• WHAT YOU HAVE TO DO: Turn each line of the material below into a JSON array of strings, with one string per line and blank lines omitted.

────────

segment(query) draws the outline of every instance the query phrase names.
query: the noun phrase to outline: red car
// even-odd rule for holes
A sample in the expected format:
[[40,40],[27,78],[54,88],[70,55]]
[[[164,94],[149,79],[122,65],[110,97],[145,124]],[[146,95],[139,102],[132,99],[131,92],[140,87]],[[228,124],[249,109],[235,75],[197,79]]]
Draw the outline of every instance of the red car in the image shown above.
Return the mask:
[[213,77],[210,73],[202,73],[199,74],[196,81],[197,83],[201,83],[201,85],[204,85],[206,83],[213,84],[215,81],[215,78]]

────────

• TASK RESPONSE:
[
  "segment(query) draws the outline of every instance the query phrase names.",
  "query: the noun phrase to outline: red car",
  "// even-odd rule for holes",
  "A sample in the expected format:",
  "[[40,40],[27,78],[54,88],[70,55]]",
  "[[[164,94],[149,79],[122,65],[110,97],[145,124]],[[146,95],[139,102],[132,99],[131,92],[140,87]],[[228,124],[249,109],[235,75],[197,79]]]",
  "Draw the outline of every instance of the red car in the image shown above.",
  "Return the mask:",
  "[[213,77],[210,73],[202,73],[199,74],[196,81],[197,83],[201,83],[201,85],[204,85],[206,83],[213,84],[215,81],[215,78]]"
]